Do this -
Identify each line in the entries below that contains the word "stair" and copy those lines.

+++ Material +++

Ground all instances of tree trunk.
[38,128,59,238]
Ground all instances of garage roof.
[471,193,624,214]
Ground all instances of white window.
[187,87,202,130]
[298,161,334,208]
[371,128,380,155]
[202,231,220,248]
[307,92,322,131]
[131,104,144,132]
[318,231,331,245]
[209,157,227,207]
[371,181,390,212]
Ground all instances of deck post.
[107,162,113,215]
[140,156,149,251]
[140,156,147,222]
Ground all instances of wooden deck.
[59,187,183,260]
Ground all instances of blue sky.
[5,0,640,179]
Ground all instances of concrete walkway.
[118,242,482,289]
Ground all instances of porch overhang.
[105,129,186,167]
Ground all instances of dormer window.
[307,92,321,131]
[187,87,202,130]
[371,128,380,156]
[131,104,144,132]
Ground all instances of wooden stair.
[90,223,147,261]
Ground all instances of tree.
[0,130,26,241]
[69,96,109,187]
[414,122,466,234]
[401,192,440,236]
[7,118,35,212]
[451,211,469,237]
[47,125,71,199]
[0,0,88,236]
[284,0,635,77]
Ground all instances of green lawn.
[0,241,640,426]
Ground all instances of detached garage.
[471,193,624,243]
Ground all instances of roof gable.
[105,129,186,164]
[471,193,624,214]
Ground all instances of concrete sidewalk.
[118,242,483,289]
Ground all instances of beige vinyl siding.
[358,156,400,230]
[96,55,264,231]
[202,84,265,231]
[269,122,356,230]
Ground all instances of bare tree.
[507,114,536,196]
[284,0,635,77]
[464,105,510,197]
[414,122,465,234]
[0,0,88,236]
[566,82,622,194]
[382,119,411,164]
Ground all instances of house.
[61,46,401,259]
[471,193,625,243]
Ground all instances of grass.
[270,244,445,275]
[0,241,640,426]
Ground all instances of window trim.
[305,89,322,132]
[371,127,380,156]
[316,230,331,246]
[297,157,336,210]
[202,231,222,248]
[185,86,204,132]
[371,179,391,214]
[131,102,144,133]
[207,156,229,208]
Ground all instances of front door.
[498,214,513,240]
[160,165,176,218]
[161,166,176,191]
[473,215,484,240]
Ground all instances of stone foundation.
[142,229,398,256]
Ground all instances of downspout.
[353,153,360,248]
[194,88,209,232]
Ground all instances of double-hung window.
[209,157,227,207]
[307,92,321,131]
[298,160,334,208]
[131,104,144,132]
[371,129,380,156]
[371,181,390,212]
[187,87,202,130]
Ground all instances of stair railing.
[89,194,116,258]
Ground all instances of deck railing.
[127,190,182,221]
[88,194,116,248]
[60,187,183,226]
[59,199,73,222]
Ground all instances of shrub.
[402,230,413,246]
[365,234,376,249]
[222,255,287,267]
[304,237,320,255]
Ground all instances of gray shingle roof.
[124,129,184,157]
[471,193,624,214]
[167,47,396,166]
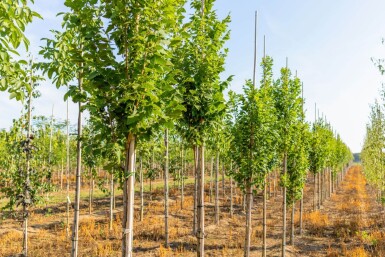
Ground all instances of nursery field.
[0,166,385,257]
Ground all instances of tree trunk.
[122,133,135,257]
[197,145,205,257]
[193,146,199,235]
[210,157,214,203]
[71,69,83,257]
[299,188,304,236]
[317,172,321,210]
[88,168,94,215]
[244,182,253,257]
[230,162,234,218]
[109,170,114,231]
[23,88,32,257]
[139,156,144,221]
[66,86,71,238]
[180,147,186,209]
[290,201,295,246]
[60,158,64,191]
[262,176,267,257]
[282,153,287,257]
[222,160,226,200]
[313,173,317,211]
[164,129,168,247]
[215,151,219,225]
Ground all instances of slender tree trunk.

+++

Answer -
Ground all instances of wooden stair.
Ground all instances of stair railing.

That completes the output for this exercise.